Q: Pipeline parallelism via `--pipeline` parallel — different from layer split?

`--pipeline-parallel-size` in llama.cpp is a finer-grained version of layer split that overlaps compute across stages. On dual GPU it's effectively layer split. The flag matters more for 4+ GPU setups.

llama.cpp split mode benchmark

Why This Question Keeps Coming Up

llama.cpp gives you two ways to split a model across multiple GPUs:

--split-mode layer   # partition by layers (default)
--split-mode row     # partition by rows within each layer's weight matrices

The default layer works fine on most setups, but row shows up in LocalLLaMA discussions as "actually faster on my setup." Both claims are right and wrong depending on architecture, NVLink presence, and PCIe configuration.

This guide is the empirical answer for the case that gets less love online: old consumer GPUs (Pascal GTX 1080 Ti, Pascal P40, Turing RTX 2080), no NVLink, mixed PCIe lanes. It's based on benchmarks from a 2× 1080 Ti rig and cross-checked against community results for P40 and 2080 Ti.

The Difference Between Layer Split and Row Split

Layer split (`--split-mode layer`, default)

GPU 0: layers 0-15
GPU 1: layers 16-31
PCIe transfer: hidden state (one vector) per layer boundary

Compute pattern: each GPU runs its assigned layers fully, then hands a single hidden-state vector to the next GPU
Bandwidth need: low — one ~4-12 KB tensor per layer crossing
Synchronization: minimal — pipeline parallelism
Best when: PCIe bandwidth between GPUs is limited (no NVLink, mixed lanes)

Row split (`--split-mode row`)

• Provided information:
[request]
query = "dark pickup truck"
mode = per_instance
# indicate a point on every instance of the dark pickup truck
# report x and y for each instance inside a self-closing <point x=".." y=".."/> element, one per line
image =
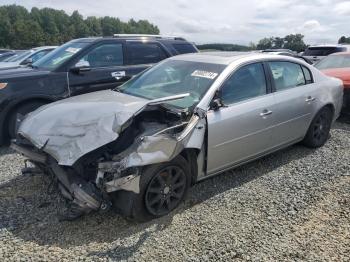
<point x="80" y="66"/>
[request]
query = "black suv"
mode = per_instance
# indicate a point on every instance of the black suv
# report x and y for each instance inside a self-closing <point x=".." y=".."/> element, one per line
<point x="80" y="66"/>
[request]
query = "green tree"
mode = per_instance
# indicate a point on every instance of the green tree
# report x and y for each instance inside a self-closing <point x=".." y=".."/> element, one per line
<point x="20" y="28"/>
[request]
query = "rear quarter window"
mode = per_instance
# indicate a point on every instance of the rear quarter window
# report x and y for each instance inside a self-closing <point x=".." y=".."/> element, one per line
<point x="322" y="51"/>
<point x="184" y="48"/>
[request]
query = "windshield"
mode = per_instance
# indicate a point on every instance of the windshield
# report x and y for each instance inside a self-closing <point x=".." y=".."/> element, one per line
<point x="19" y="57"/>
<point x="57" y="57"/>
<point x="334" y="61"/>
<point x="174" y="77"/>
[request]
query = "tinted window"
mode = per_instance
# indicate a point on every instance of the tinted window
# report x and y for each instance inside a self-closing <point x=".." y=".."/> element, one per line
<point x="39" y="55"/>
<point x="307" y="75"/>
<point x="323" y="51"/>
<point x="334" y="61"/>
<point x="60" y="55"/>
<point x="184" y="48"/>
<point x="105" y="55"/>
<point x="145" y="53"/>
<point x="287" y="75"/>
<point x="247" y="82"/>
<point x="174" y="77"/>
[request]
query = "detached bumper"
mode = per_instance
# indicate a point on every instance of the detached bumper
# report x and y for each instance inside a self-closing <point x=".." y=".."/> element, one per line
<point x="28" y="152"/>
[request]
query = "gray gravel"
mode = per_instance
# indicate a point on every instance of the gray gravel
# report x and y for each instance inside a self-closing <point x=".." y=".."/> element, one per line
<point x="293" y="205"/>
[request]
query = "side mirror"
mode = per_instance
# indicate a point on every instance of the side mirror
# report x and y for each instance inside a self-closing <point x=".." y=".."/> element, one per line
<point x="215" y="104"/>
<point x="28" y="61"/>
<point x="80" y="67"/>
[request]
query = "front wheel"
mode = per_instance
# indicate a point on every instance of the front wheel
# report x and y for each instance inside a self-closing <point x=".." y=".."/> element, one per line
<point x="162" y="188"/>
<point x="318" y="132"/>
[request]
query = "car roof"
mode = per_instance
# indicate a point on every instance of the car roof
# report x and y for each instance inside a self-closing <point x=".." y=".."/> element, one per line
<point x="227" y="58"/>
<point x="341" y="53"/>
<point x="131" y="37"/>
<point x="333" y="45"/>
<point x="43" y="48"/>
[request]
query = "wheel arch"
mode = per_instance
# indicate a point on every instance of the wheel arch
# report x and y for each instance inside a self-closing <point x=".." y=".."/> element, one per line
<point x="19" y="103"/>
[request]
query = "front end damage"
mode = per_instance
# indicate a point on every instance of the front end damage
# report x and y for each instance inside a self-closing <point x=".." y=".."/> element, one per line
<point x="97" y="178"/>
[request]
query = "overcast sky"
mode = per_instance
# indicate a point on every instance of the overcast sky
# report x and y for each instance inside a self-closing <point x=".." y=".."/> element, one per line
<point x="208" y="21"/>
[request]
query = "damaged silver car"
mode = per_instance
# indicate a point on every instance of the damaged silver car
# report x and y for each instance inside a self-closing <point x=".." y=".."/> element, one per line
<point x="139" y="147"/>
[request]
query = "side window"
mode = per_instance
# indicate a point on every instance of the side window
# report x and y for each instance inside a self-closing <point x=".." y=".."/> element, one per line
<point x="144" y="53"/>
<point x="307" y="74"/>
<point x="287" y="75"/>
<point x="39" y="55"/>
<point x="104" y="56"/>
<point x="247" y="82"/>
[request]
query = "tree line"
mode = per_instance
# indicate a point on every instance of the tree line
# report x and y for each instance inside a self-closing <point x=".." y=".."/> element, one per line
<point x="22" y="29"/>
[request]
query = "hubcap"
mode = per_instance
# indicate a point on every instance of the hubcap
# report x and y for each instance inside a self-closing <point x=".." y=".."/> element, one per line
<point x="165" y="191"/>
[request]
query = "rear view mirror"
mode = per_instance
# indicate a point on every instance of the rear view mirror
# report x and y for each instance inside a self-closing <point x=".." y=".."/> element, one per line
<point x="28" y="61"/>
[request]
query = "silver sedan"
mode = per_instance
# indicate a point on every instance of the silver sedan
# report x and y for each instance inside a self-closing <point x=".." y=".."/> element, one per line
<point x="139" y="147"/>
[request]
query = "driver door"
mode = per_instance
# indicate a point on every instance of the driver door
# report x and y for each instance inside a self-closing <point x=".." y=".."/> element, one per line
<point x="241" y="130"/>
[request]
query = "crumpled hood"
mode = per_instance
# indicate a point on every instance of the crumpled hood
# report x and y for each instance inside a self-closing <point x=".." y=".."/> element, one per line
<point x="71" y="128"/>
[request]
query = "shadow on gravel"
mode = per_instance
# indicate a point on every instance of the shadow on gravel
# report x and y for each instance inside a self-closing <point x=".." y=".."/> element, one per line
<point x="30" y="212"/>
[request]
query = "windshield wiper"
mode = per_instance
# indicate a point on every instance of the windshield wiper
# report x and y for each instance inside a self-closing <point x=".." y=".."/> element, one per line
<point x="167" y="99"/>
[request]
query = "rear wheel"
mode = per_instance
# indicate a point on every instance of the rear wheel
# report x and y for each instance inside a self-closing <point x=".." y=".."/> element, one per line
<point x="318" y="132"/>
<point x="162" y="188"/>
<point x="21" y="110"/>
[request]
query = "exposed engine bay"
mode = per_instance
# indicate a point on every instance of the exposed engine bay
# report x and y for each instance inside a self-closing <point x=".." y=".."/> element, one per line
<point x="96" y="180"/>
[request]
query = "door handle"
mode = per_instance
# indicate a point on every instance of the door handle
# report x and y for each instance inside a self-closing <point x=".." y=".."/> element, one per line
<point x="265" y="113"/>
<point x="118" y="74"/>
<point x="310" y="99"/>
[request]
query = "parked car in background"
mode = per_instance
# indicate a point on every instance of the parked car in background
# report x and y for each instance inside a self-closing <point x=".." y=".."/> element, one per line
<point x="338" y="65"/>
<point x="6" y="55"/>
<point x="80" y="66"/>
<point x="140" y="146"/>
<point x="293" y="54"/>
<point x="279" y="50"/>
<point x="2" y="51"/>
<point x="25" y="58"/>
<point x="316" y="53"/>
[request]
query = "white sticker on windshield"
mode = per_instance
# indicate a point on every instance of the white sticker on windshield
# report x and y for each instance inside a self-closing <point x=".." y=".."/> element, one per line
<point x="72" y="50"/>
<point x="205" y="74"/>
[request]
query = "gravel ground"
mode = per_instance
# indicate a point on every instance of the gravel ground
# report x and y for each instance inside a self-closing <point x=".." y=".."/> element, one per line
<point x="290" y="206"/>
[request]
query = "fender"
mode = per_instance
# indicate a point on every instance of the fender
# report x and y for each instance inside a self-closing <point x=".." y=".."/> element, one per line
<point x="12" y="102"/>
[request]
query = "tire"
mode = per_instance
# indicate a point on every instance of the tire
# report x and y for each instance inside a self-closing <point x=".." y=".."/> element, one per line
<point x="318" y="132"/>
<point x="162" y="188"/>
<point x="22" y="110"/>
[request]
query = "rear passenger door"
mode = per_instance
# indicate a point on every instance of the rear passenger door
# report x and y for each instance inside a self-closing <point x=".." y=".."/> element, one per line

• What you need to do: In the llama.cpp split-mode passage, what rig were the benchmarks run on?

• Task solution: A 2× 1080 Ti rig.